Any pictures should be dropped; everything else in the records is to be returned exactly.

[[ Source material, beginning ]]

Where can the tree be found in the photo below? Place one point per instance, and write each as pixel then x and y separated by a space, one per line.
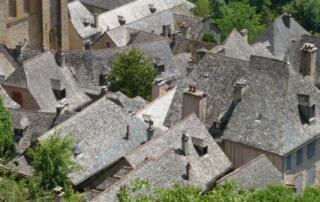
pixel 7 143
pixel 306 12
pixel 133 74
pixel 239 15
pixel 203 8
pixel 52 161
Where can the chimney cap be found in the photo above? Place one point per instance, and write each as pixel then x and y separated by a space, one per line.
pixel 309 47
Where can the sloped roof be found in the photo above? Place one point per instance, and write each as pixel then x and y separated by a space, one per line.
pixel 8 102
pixel 34 124
pixel 136 10
pixel 88 65
pixel 131 105
pixel 256 174
pixel 106 4
pixel 222 73
pixel 236 46
pixel 294 54
pixel 151 24
pixel 78 15
pixel 99 131
pixel 280 36
pixel 267 116
pixel 158 109
pixel 166 165
pixel 37 73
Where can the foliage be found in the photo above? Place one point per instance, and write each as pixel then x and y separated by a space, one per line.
pixel 240 16
pixel 209 38
pixel 203 8
pixel 52 161
pixel 142 191
pixel 7 144
pixel 307 12
pixel 133 74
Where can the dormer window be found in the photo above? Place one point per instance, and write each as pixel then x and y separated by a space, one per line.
pixel 58 89
pixel 122 20
pixel 307 110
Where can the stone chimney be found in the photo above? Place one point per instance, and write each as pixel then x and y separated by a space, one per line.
pixel 121 19
pixel 159 88
pixel 239 89
pixel 58 194
pixel 194 101
pixel 128 133
pixel 96 20
pixel 245 33
pixel 286 18
pixel 188 171
pixel 184 144
pixel 308 59
pixel 152 8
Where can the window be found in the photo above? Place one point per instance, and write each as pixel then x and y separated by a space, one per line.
pixel 26 5
pixel 12 8
pixel 311 149
pixel 18 133
pixel 299 156
pixel 288 162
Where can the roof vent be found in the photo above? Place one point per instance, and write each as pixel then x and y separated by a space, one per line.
pixel 122 19
pixel 152 8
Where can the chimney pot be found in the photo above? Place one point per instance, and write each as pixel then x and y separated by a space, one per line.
pixel 128 132
pixel 188 171
pixel 308 59
pixel 184 144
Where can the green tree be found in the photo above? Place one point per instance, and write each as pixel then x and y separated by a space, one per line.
pixel 203 8
pixel 239 15
pixel 306 12
pixel 52 161
pixel 7 143
pixel 133 74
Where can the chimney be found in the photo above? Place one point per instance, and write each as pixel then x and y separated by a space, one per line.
pixel 286 18
pixel 184 144
pixel 244 33
pixel 58 194
pixel 122 20
pixel 307 109
pixel 128 133
pixel 159 87
pixel 239 89
pixel 96 20
pixel 194 101
pixel 188 171
pixel 308 59
pixel 152 8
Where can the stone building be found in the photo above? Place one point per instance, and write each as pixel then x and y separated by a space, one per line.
pixel 36 23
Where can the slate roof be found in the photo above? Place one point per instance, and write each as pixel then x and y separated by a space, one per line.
pixel 236 46
pixel 223 72
pixel 99 131
pixel 294 54
pixel 131 105
pixel 106 4
pixel 34 125
pixel 158 109
pixel 267 116
pixel 88 65
pixel 150 24
pixel 280 36
pixel 161 162
pixel 256 174
pixel 8 102
pixel 36 75
pixel 136 10
pixel 78 15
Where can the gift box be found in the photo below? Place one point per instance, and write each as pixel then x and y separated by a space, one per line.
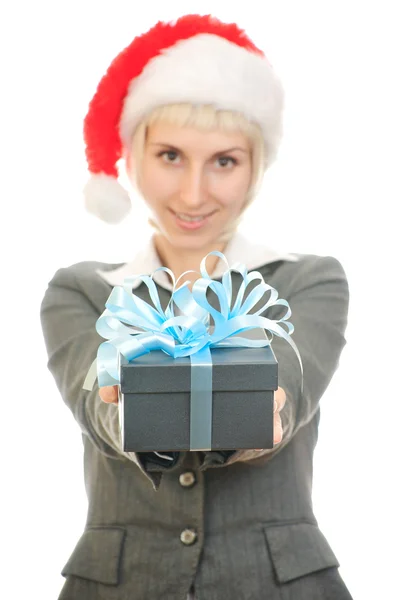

[[ Source material, end ]]

* _Response to the task_:
Where can the tree be found in the photo below? Place one point per instance, and write each as pixel then x and y separated by a space, one per line.
pixel 7 143
pixel 306 12
pixel 133 74
pixel 239 15
pixel 203 8
pixel 52 161
Where can the chimney cap be found in the photo above? Place one point per instance, and write each as pixel then x and y separated by a space, one per line.
pixel 309 47
Where can the sloped roof be found in the photo above? Place one point per instance, and write each as pixel then x and y separated by a space, one per line.
pixel 8 102
pixel 34 124
pixel 136 10
pixel 88 65
pixel 131 105
pixel 256 174
pixel 106 4
pixel 222 73
pixel 236 46
pixel 294 54
pixel 151 24
pixel 78 15
pixel 99 131
pixel 280 36
pixel 267 116
pixel 158 109
pixel 166 165
pixel 37 73
Where can the foliage be found in the photo above? Place one point per instance, and write each as pixel then x and y separated by a space, one per line.
pixel 240 16
pixel 209 38
pixel 203 8
pixel 52 161
pixel 142 191
pixel 7 144
pixel 307 12
pixel 133 74
Where can the dormer window be found in the photo above? Place one point per instance, and write each as pixel then x and y separated by a space, one per line.
pixel 58 89
pixel 122 20
pixel 307 110
Where can the stone chimney be found in the photo above? Place one point per instance, and write each as pixel then x and y separated by a space, one per line.
pixel 121 19
pixel 159 88
pixel 239 89
pixel 58 194
pixel 194 101
pixel 128 133
pixel 96 20
pixel 245 33
pixel 286 18
pixel 188 171
pixel 184 144
pixel 308 59
pixel 152 8
Where can the window be found in the photo above? Place one point per instance, and write each as pixel then x and y separated by a space, one per line.
pixel 26 5
pixel 12 8
pixel 311 149
pixel 18 133
pixel 299 156
pixel 288 162
Where can the roof vent be found in the photo above? Place one point per instance, and write each as pixel then x and y separated by a space, one per line.
pixel 122 19
pixel 152 8
Where can the chimney pot be found in the photo above? Place one point per instance, and write each as pixel then x and y separated by a space, one per line.
pixel 128 132
pixel 188 171
pixel 308 59
pixel 184 144
Where can the green tree be found in the photo above? Place one point per instance, and write each as pixel then x and y separated by a space, one per line.
pixel 203 8
pixel 239 15
pixel 306 12
pixel 52 161
pixel 7 143
pixel 133 74
Where can the chimney be found in the photo above? Place one point per instance, and write each as pixel then x and y separated by a space, one per line.
pixel 286 18
pixel 184 144
pixel 244 33
pixel 58 194
pixel 122 20
pixel 307 109
pixel 128 133
pixel 159 87
pixel 239 89
pixel 96 20
pixel 194 101
pixel 188 171
pixel 308 59
pixel 152 8
Where can the stone building be found in the photo above? Place one point per instance, and write each as pixel then x and y separated by a space, one per line.
pixel 36 23
Where can the slate roof be found in the photo above? Place one point per instance, and write each as pixel then x and y separated by a space, one per line.
pixel 236 46
pixel 223 72
pixel 99 131
pixel 294 54
pixel 131 105
pixel 106 4
pixel 34 125
pixel 158 109
pixel 267 116
pixel 88 65
pixel 150 24
pixel 280 36
pixel 161 162
pixel 256 174
pixel 8 102
pixel 36 75
pixel 136 10
pixel 78 15
Where can the gift box be found in the photo below? Place one point per instance, and write each as pixel then x and y separated by a space, one per line.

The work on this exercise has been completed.